-- PROBLEM REQUIREMENTS --
Everything from the line containing "point: wooden railing" to the last line of the records must be returned verbatim; nothing else belongs in the output.

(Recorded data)
★ ★ ★ ★ ★
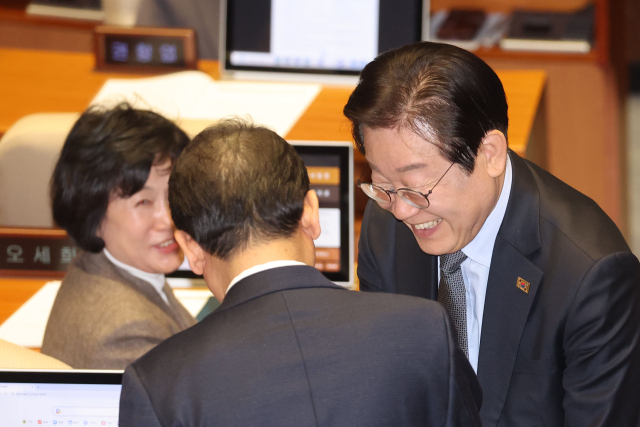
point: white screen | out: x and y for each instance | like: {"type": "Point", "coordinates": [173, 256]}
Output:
{"type": "Point", "coordinates": [59, 404]}
{"type": "Point", "coordinates": [327, 34]}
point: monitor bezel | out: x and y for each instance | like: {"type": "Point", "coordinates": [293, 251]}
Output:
{"type": "Point", "coordinates": [61, 376]}
{"type": "Point", "coordinates": [326, 76]}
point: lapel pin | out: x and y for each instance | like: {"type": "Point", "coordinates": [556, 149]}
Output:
{"type": "Point", "coordinates": [523, 285]}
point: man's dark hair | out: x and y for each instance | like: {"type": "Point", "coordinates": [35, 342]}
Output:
{"type": "Point", "coordinates": [236, 184]}
{"type": "Point", "coordinates": [444, 94]}
{"type": "Point", "coordinates": [109, 152]}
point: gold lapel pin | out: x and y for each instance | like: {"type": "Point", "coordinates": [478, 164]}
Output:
{"type": "Point", "coordinates": [523, 285]}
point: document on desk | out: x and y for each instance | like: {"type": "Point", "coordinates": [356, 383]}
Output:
{"type": "Point", "coordinates": [26, 326]}
{"type": "Point", "coordinates": [195, 95]}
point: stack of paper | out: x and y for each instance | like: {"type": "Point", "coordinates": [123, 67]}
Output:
{"type": "Point", "coordinates": [195, 95]}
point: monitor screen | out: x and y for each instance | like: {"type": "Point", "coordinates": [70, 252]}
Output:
{"type": "Point", "coordinates": [60, 398]}
{"type": "Point", "coordinates": [320, 37]}
{"type": "Point", "coordinates": [330, 168]}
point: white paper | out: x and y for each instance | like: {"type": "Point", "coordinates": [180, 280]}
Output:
{"type": "Point", "coordinates": [26, 326]}
{"type": "Point", "coordinates": [195, 95]}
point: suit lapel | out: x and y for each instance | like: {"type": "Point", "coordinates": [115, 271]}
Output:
{"type": "Point", "coordinates": [416, 271]}
{"type": "Point", "coordinates": [506, 305]}
{"type": "Point", "coordinates": [506, 310]}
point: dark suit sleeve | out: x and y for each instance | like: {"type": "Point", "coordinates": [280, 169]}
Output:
{"type": "Point", "coordinates": [602, 346]}
{"type": "Point", "coordinates": [465, 394]}
{"type": "Point", "coordinates": [136, 409]}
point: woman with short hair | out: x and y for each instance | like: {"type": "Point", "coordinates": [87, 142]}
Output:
{"type": "Point", "coordinates": [109, 192]}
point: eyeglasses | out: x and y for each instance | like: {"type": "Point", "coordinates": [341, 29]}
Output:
{"type": "Point", "coordinates": [411, 197]}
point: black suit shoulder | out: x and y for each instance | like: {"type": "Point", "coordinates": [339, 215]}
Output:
{"type": "Point", "coordinates": [576, 216]}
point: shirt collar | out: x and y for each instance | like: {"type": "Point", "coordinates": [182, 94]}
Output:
{"type": "Point", "coordinates": [261, 267]}
{"type": "Point", "coordinates": [480, 249]}
{"type": "Point", "coordinates": [156, 280]}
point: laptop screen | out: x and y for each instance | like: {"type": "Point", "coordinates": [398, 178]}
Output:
{"type": "Point", "coordinates": [330, 168]}
{"type": "Point", "coordinates": [51, 398]}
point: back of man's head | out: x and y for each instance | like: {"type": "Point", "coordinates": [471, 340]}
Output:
{"type": "Point", "coordinates": [237, 184]}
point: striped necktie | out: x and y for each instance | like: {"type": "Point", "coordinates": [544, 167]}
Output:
{"type": "Point", "coordinates": [452, 294]}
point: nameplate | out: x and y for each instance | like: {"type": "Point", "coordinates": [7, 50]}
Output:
{"type": "Point", "coordinates": [35, 252]}
{"type": "Point", "coordinates": [144, 49]}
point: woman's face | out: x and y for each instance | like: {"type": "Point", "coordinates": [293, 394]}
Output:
{"type": "Point", "coordinates": [138, 230]}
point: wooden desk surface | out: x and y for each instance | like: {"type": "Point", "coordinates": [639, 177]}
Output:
{"type": "Point", "coordinates": [34, 81]}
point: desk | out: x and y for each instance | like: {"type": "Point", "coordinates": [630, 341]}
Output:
{"type": "Point", "coordinates": [35, 81]}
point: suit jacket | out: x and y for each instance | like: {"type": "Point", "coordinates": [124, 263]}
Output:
{"type": "Point", "coordinates": [568, 351]}
{"type": "Point", "coordinates": [289, 348]}
{"type": "Point", "coordinates": [105, 318]}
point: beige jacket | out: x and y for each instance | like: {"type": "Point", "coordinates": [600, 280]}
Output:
{"type": "Point", "coordinates": [105, 318]}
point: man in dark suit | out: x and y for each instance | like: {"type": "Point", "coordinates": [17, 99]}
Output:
{"type": "Point", "coordinates": [287, 347]}
{"type": "Point", "coordinates": [547, 301]}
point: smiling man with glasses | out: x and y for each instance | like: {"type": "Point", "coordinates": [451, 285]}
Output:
{"type": "Point", "coordinates": [541, 285]}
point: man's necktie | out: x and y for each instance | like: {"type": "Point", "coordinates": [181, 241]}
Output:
{"type": "Point", "coordinates": [452, 294]}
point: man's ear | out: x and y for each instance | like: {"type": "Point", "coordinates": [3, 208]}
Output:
{"type": "Point", "coordinates": [493, 153]}
{"type": "Point", "coordinates": [310, 221]}
{"type": "Point", "coordinates": [192, 250]}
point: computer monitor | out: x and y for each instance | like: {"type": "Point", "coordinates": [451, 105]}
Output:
{"type": "Point", "coordinates": [60, 397]}
{"type": "Point", "coordinates": [315, 39]}
{"type": "Point", "coordinates": [330, 168]}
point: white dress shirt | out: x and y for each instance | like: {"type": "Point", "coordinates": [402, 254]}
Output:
{"type": "Point", "coordinates": [155, 280]}
{"type": "Point", "coordinates": [261, 267]}
{"type": "Point", "coordinates": [475, 269]}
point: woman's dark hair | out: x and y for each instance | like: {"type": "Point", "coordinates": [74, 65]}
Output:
{"type": "Point", "coordinates": [109, 152]}
{"type": "Point", "coordinates": [236, 184]}
{"type": "Point", "coordinates": [444, 94]}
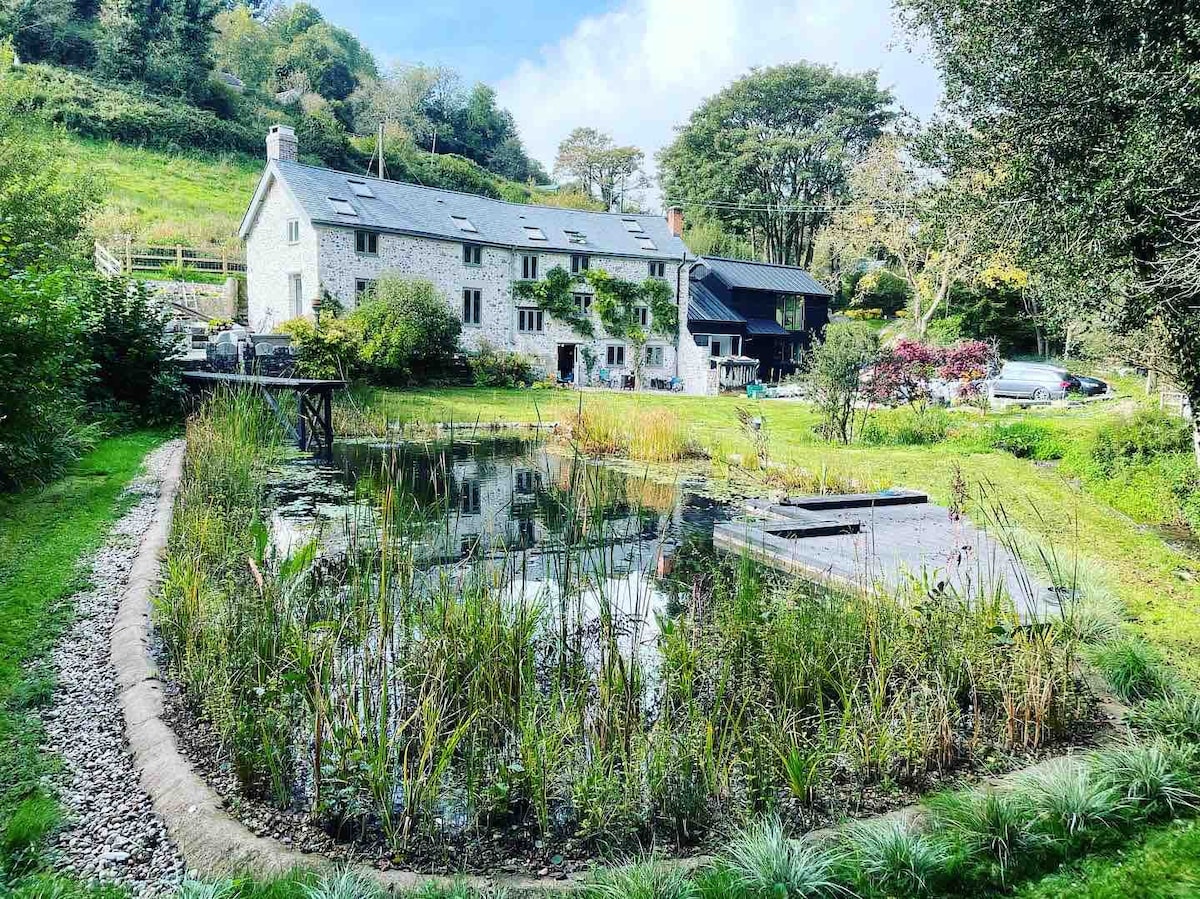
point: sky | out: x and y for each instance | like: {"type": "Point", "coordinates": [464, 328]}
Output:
{"type": "Point", "coordinates": [634, 69]}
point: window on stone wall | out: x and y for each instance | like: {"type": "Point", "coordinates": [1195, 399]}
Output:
{"type": "Point", "coordinates": [366, 243]}
{"type": "Point", "coordinates": [531, 321]}
{"type": "Point", "coordinates": [472, 306]}
{"type": "Point", "coordinates": [363, 288]}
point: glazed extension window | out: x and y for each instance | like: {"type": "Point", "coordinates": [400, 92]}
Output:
{"type": "Point", "coordinates": [531, 321]}
{"type": "Point", "coordinates": [472, 306]}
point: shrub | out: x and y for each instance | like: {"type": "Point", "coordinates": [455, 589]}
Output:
{"type": "Point", "coordinates": [499, 369]}
{"type": "Point", "coordinates": [766, 863]}
{"type": "Point", "coordinates": [329, 351]}
{"type": "Point", "coordinates": [905, 427]}
{"type": "Point", "coordinates": [1132, 667]}
{"type": "Point", "coordinates": [408, 333]}
{"type": "Point", "coordinates": [130, 348]}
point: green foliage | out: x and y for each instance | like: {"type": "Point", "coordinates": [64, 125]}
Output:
{"type": "Point", "coordinates": [1133, 669]}
{"type": "Point", "coordinates": [905, 427]}
{"type": "Point", "coordinates": [130, 349]}
{"type": "Point", "coordinates": [772, 138]}
{"type": "Point", "coordinates": [408, 333]}
{"type": "Point", "coordinates": [331, 351]}
{"type": "Point", "coordinates": [835, 367]}
{"type": "Point", "coordinates": [499, 369]}
{"type": "Point", "coordinates": [556, 295]}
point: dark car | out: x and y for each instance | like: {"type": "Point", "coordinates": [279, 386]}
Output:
{"type": "Point", "coordinates": [1086, 385]}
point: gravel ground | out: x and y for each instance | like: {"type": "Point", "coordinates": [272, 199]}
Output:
{"type": "Point", "coordinates": [112, 833]}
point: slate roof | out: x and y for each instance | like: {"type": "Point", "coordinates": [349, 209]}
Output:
{"type": "Point", "coordinates": [705, 306]}
{"type": "Point", "coordinates": [765, 276]}
{"type": "Point", "coordinates": [765, 328]}
{"type": "Point", "coordinates": [429, 211]}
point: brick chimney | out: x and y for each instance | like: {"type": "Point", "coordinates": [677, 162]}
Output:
{"type": "Point", "coordinates": [675, 221]}
{"type": "Point", "coordinates": [281, 144]}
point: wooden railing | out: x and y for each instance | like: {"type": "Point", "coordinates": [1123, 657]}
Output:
{"type": "Point", "coordinates": [129, 258]}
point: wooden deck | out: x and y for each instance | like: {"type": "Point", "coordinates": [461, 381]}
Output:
{"type": "Point", "coordinates": [313, 429]}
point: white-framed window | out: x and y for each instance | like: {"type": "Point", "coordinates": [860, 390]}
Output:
{"type": "Point", "coordinates": [366, 243]}
{"type": "Point", "coordinates": [363, 288]}
{"type": "Point", "coordinates": [472, 305]}
{"type": "Point", "coordinates": [531, 321]}
{"type": "Point", "coordinates": [295, 293]}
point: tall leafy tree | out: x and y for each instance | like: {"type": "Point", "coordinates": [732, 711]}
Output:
{"type": "Point", "coordinates": [601, 168]}
{"type": "Point", "coordinates": [1090, 111]}
{"type": "Point", "coordinates": [768, 154]}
★ ★ ★ ★ ★
-- RESPONSE --
point: wooden railing | out: x and y for each instance | like: {"type": "Point", "coordinates": [1123, 657]}
Output:
{"type": "Point", "coordinates": [129, 258]}
point: wooden deck | out: x and y for each instance | like: {"type": "Point", "coordinates": [461, 381]}
Output:
{"type": "Point", "coordinates": [313, 429]}
point: white-framed window | out: x and y for each instance | like: {"type": "Point", "coordinates": [860, 390]}
Output:
{"type": "Point", "coordinates": [366, 243]}
{"type": "Point", "coordinates": [363, 288]}
{"type": "Point", "coordinates": [472, 305]}
{"type": "Point", "coordinates": [531, 321]}
{"type": "Point", "coordinates": [295, 293]}
point: tall leafy tree | out: x and y for each instance | like: {"type": "Point", "coordinates": [732, 711]}
Output:
{"type": "Point", "coordinates": [601, 168]}
{"type": "Point", "coordinates": [1090, 111]}
{"type": "Point", "coordinates": [768, 154]}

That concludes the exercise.